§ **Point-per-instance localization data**
★ ★ ★ ★ ★ ★ ★

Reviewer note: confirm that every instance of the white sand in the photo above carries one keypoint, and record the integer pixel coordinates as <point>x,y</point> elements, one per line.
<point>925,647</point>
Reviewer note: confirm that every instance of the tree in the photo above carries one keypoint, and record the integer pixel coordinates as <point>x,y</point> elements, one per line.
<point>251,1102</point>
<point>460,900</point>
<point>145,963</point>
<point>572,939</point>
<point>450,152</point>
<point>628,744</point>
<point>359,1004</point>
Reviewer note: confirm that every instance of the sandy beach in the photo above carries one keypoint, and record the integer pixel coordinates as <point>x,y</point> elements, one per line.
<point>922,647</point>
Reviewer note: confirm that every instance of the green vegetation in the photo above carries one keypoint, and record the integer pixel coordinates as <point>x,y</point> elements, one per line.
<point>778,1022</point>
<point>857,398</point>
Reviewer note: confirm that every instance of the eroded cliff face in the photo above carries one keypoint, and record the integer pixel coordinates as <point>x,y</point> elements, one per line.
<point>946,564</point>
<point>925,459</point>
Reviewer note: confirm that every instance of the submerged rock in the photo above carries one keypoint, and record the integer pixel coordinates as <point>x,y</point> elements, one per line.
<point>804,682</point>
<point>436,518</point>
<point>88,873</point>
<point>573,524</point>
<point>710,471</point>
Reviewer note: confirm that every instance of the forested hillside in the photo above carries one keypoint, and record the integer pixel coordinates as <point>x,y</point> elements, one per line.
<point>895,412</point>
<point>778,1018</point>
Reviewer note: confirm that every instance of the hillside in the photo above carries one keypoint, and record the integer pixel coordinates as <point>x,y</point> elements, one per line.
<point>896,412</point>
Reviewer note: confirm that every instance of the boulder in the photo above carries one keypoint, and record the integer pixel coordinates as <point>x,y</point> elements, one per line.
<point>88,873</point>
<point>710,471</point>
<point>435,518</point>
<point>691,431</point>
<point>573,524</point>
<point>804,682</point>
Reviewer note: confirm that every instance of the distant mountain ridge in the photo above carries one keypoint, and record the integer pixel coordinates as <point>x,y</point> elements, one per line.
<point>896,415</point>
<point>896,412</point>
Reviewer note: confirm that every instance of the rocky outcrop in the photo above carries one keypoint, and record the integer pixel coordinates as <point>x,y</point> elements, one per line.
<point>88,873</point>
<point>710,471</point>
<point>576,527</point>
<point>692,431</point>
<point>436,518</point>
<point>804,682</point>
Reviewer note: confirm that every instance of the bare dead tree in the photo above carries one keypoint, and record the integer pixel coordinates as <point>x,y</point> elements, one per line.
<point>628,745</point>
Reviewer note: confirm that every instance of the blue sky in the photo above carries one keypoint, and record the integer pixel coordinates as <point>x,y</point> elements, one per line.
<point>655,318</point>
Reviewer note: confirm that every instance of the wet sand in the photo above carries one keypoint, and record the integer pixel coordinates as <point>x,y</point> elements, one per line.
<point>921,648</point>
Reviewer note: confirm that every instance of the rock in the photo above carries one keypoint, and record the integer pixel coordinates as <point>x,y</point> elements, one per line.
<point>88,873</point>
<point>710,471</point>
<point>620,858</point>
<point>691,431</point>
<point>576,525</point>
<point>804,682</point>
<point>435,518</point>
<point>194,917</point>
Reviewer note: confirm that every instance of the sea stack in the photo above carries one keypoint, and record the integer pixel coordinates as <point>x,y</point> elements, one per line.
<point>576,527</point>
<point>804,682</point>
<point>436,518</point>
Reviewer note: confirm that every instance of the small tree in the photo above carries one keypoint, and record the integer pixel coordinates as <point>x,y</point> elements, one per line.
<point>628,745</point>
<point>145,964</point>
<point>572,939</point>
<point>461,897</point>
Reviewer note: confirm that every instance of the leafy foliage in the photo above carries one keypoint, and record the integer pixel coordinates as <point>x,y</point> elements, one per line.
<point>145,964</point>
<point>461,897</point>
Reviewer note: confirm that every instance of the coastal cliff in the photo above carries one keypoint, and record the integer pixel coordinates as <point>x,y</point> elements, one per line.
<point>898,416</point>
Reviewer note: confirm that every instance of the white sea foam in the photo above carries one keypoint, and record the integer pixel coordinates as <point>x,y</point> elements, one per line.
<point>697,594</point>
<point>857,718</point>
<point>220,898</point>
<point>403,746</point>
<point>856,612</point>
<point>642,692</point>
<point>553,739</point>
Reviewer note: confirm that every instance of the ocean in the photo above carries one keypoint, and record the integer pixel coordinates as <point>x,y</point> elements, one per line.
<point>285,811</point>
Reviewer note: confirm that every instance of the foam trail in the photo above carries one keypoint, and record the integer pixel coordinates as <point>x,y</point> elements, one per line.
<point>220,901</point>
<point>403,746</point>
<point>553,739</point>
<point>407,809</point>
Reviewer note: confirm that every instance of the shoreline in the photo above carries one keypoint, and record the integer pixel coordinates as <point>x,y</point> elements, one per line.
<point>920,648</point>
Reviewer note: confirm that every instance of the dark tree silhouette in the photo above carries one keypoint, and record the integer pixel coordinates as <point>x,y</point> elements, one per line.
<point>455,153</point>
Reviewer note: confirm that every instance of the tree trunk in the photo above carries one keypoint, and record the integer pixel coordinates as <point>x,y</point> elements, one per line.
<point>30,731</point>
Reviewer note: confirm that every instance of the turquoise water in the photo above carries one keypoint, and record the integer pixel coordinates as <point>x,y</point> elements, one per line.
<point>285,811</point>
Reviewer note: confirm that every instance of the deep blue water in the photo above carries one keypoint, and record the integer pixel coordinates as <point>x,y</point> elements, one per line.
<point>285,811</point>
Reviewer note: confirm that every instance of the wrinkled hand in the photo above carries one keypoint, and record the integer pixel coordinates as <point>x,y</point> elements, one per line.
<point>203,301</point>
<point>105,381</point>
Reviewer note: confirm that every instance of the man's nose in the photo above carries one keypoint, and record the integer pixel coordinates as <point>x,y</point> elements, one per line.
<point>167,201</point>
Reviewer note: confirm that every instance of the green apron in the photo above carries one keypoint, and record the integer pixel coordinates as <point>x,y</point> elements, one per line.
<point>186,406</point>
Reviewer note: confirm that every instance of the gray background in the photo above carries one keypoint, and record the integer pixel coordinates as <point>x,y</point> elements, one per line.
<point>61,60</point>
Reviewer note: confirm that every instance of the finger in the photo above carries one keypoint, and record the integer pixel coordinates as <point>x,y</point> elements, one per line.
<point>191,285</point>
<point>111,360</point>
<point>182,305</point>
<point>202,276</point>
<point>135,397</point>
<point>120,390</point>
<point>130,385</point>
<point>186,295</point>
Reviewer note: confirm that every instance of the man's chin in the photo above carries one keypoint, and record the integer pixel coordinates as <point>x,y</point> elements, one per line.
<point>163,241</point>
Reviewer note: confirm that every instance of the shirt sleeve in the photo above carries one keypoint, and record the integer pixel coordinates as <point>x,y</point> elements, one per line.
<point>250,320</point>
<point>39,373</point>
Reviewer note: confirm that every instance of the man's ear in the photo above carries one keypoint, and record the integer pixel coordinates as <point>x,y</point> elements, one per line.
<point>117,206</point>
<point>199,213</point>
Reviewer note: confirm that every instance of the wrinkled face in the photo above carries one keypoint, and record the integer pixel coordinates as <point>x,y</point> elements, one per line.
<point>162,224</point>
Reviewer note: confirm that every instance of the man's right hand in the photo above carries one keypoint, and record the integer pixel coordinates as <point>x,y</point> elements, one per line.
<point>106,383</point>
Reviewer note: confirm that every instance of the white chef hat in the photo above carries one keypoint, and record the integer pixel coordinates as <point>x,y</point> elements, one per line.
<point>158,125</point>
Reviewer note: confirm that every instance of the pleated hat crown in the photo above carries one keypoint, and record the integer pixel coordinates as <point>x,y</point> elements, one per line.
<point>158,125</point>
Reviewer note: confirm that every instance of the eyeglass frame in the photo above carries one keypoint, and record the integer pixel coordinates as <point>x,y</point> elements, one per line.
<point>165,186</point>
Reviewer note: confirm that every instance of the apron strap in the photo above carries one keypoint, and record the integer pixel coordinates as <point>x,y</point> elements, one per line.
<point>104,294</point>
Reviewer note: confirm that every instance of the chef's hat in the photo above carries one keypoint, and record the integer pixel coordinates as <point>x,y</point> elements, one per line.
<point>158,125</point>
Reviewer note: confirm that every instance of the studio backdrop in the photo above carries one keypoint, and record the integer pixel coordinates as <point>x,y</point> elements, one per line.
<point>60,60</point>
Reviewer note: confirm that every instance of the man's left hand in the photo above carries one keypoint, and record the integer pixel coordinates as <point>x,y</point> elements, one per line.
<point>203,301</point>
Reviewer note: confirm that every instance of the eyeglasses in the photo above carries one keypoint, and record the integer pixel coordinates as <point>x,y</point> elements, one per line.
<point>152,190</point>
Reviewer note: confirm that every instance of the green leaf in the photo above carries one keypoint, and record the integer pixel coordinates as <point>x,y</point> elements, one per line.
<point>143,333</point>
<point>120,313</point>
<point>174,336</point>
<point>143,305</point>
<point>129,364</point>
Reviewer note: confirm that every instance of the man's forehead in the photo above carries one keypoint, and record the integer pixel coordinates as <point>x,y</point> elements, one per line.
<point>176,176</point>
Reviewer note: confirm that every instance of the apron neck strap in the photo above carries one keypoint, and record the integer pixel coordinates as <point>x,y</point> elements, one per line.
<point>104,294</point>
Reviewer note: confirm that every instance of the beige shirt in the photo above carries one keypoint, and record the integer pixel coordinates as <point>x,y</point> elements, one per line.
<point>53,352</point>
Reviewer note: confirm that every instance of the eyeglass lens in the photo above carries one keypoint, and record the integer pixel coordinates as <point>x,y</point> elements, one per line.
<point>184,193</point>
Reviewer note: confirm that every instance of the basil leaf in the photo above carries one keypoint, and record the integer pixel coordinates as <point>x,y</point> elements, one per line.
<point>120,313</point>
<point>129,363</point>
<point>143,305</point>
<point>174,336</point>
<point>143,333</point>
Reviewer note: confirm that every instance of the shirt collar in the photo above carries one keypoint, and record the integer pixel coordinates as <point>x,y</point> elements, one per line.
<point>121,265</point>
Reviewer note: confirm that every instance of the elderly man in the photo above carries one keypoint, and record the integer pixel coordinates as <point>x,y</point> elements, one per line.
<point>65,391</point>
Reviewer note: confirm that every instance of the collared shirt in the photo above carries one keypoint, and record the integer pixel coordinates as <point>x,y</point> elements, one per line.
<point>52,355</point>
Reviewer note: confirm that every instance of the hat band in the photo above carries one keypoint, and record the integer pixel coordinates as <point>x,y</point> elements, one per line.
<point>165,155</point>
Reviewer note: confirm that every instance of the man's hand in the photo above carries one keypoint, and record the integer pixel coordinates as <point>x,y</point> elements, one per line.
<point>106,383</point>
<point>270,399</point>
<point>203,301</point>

★ ★ ★ ★ ★ ★ ★

§ **Task directions**
Extract exactly the lines between the line containing "Reviewer note: confirm that every instance of the hat" and the end of the data, including both.

§ **Answer area**
Reviewer note: confirm that every instance of the hat band in the photo above carries one keypoint, and record the integer pixel coordinates as <point>x,y</point> elements, one per line.
<point>165,155</point>
Reviewer note: confirm that every instance of the man's hand in the photo above carries one keypoint, and record the integer pixel coordinates as <point>x,y</point> elements, one per line.
<point>106,383</point>
<point>270,399</point>
<point>203,301</point>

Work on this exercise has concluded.